Start of Block

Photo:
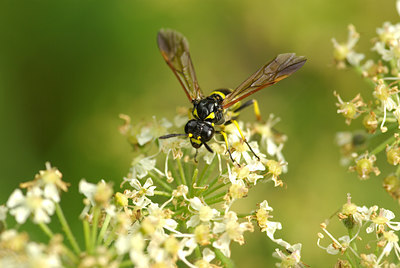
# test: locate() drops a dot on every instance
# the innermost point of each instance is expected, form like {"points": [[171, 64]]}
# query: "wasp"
{"points": [[221, 107]]}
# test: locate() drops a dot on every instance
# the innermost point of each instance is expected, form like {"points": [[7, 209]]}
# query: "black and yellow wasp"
{"points": [[221, 107]]}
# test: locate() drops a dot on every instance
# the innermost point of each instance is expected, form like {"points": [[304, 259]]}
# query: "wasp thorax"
{"points": [[199, 132], [206, 109]]}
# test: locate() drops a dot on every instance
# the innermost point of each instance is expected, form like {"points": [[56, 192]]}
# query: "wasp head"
{"points": [[199, 132]]}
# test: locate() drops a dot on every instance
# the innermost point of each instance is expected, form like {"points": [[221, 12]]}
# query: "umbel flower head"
{"points": [[170, 211]]}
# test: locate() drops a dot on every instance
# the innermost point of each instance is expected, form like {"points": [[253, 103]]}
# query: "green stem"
{"points": [[382, 146], [95, 222], [160, 182], [227, 262], [46, 229], [104, 228], [206, 171], [215, 199], [86, 233], [126, 263], [211, 190], [193, 182], [162, 193], [71, 256], [173, 172], [359, 71], [181, 172], [67, 229]]}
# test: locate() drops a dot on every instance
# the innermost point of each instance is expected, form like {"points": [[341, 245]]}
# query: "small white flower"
{"points": [[37, 257], [231, 229], [88, 190], [384, 219], [33, 203], [345, 51], [203, 212], [291, 258]]}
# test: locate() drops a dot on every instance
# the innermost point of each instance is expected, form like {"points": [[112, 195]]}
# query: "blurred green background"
{"points": [[68, 68]]}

End of Block

• _Task description_
Repeat the data word for word. Skip the pictures.

• _Solution for this task_
Photo:
# test: locate() drops a dot on every instance
# the innermost point of each instance is expected, form like {"points": [[171, 64]]}
# query: "wasp"
{"points": [[221, 107]]}
# test: locate() drops a dot on every instance
# the innermost point of each instance is expected, form like {"points": [[7, 209]]}
# query: "black and yellow wasp"
{"points": [[221, 107]]}
# test: locate() drops a dot on every instance
# the innermost point of each instance is expected, form like {"points": [[304, 259]]}
# query: "wasp thorax"
{"points": [[199, 132], [206, 109]]}
# test: locate() drops a dot on every instance
# the innermost point of each instance is expected, form like {"points": [[56, 192]]}
# query: "wasp head"
{"points": [[199, 132]]}
# test: locate() drops a dot on every instance
# the innermost point of each instance is expected, form like {"points": [[221, 12]]}
# query: "umbel flower head"
{"points": [[170, 211]]}
# test: locate() drops a dot on every instance
# the innermost point of each instance is expected, form like {"points": [[253, 103]]}
# query: "green stem"
{"points": [[382, 146], [95, 222], [160, 182], [227, 262], [46, 229], [104, 228], [206, 171], [215, 199], [86, 233], [126, 263], [211, 190], [193, 182], [162, 193], [71, 256], [173, 172], [359, 71], [181, 172], [67, 229]]}
# test: locate() drops a dot on every instance
# the innermost point of each instance is expected, form like {"points": [[341, 245]]}
# query: "small white flower"
{"points": [[37, 257], [231, 229], [88, 190], [384, 219], [33, 203], [345, 51], [203, 212], [291, 258]]}
# test: locate() drops a dot on every instance
# the innermost point of each instance is expected, form like {"points": [[112, 195]]}
# query: "blurred green background"
{"points": [[68, 68]]}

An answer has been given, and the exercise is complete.